**The records**:
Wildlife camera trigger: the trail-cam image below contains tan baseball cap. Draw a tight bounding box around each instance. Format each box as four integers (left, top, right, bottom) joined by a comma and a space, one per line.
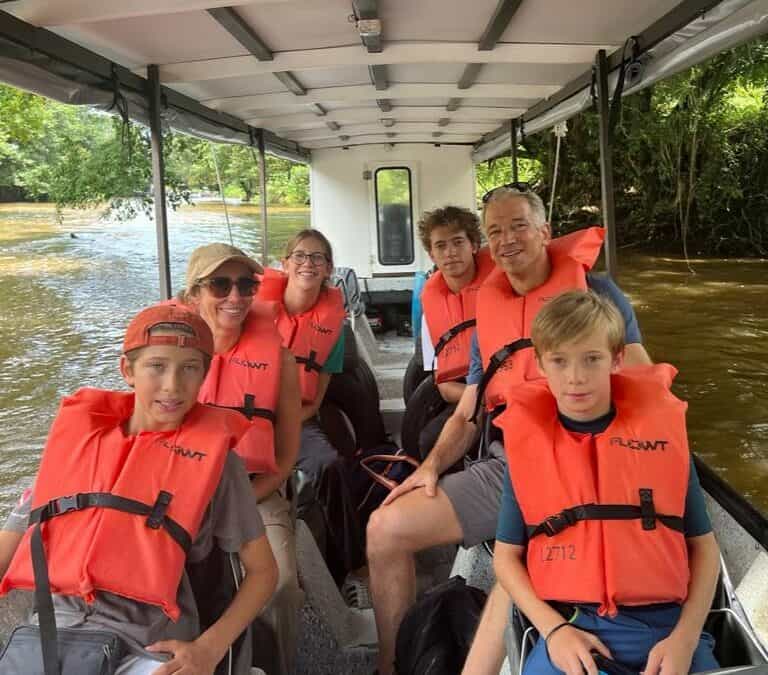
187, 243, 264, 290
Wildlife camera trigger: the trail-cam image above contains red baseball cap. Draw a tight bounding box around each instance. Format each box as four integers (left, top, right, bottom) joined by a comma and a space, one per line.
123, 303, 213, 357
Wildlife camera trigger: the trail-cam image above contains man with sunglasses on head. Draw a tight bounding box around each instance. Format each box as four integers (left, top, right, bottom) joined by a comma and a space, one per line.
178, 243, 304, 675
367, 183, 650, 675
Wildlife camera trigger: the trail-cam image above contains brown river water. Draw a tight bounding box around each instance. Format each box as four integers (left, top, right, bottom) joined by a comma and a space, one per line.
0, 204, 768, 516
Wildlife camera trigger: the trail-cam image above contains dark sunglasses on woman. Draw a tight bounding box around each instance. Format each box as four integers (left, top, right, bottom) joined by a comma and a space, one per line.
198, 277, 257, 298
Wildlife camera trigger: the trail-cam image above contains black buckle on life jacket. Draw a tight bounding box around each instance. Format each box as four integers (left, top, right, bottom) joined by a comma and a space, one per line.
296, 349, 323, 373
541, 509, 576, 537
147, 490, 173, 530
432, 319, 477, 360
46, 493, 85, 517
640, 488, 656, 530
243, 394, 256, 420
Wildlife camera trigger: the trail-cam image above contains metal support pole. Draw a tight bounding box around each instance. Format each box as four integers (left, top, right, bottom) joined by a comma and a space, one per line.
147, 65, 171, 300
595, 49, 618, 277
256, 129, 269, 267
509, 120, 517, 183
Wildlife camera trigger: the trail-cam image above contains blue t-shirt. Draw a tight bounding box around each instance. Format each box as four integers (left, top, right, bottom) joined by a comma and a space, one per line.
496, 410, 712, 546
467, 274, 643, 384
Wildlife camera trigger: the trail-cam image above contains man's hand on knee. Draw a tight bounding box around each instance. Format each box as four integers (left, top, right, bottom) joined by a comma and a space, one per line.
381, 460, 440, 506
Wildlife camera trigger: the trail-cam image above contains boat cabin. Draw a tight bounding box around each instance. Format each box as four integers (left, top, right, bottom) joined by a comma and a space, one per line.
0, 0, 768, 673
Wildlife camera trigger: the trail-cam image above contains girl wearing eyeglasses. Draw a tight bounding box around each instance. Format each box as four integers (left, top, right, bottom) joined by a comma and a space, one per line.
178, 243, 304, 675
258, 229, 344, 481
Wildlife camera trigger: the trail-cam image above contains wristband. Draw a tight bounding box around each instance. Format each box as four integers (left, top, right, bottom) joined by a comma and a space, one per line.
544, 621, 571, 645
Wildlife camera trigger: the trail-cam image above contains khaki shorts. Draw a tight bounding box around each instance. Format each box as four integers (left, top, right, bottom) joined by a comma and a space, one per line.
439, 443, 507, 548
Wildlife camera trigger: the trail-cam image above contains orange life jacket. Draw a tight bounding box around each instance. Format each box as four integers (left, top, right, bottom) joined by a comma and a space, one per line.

**Written exercise**: Reproduce all of the records above word for word, leaving the pictures out.

**Task solution**:
Wildlife camera trigger: the trail-cam image below contains tan baseball cap. Draw a tight bounding box around each instance. Format each box as four integers (left, top, right, bottom) joined by a comma and a space, one per line.
187, 243, 264, 290
Wildlife camera trigger: the trail-cam image above contains red baseball cap. Draw a tight bounding box around each instance. Format each box as four integers (left, top, right, bottom) joined by a comma and a space, one per line.
123, 303, 213, 357
Wildlife camera trigger: the trail-cam image above contains man with sunglasses on head. Draw a tight bounding box around each instance. Format each box as four integers (left, top, right, bottom) joined by a comma and a space, one per line.
178, 243, 304, 675
367, 183, 650, 675
Wildlife camera trigger: the trail-cam image above contains brown river water. Draw a tight bounding box around each instance. Format each box as four integers (left, top, right, bottom) joined by a comma and a space, one per line.
0, 204, 768, 516
Wildlife camera trigger: the trail-cam image above contains dark sunglasses on woman. Draw a tight bounding box around each instance. Format each box as four integers (left, top, right, bottom) joined by a comma and a space, one per line.
198, 277, 257, 298
Wildlife camera trigger: the trail-cam image above contains black buckle on life jacket. Draw a tight bounding box around each instance. Format each box as four integers (left, top, right, bottom) joined by a comma and a space, one per line.
296, 349, 323, 373
541, 509, 576, 537
147, 490, 173, 530
432, 319, 477, 360
46, 493, 85, 517
640, 488, 656, 530
243, 394, 256, 420
Wildlife camera trigger: the trail-cam image above contains metal support pole. Draw a tight bounding box around each instance. Format each box as four integers (left, top, right, bottom) joined by a comma and a space, one per line.
147, 65, 171, 300
595, 49, 618, 277
256, 129, 269, 267
509, 120, 517, 183
Wildlife camera trigger: the trail-cam image above contains blue t-shirt. Draw a tight bounding box around each instance. Format each box as four integers (left, top, right, bottom) joined by a comma and a space, one per line.
496, 410, 712, 546
467, 274, 643, 384
Wildlife camera trigger: the trail-cam image above contains man's hand on knee. Draw a tight bounding box around each instance. Format each box as four integers (left, top, right, bottom) joined by a comma and a space, one per line.
381, 460, 440, 506
Wildlife camera trigger: the trail-cam image above contains boat cabin. Draw a tight bounding box around each instance. Format each box as four integers (left, top, right, bottom) joined by a comma and a space, one per line.
0, 0, 768, 673
Wildlife camera trigger: the trail-cam image above contains girl wearing eyeglasses. Draw a tight bounding box around each instance. Format each box as four integers (left, top, right, bottom) joined by a comma and a space, one per line.
178, 243, 304, 675
258, 229, 344, 481
Wildlife camera trigger: the trail-cam image above contains wristband. Draw a tight bounding box around each instance. Format each box as four integers (left, top, right, bottom) joined by a comma and a space, one per line.
544, 621, 571, 645
Wildlife camera trigger: the trail-cam image above contains khaki shorts. Draw a tight bounding box around each instance. Format each box as four integers (left, top, right, bottom) joined by a comma and a space, one per line.
439, 443, 507, 548
Wildlife camera trigger: the trail-cam image above contains orange life jacket. Draw a tight bounding box around each instance. Format each box as four integers (left, top, right, bottom) joined by a comma and a space, one per line.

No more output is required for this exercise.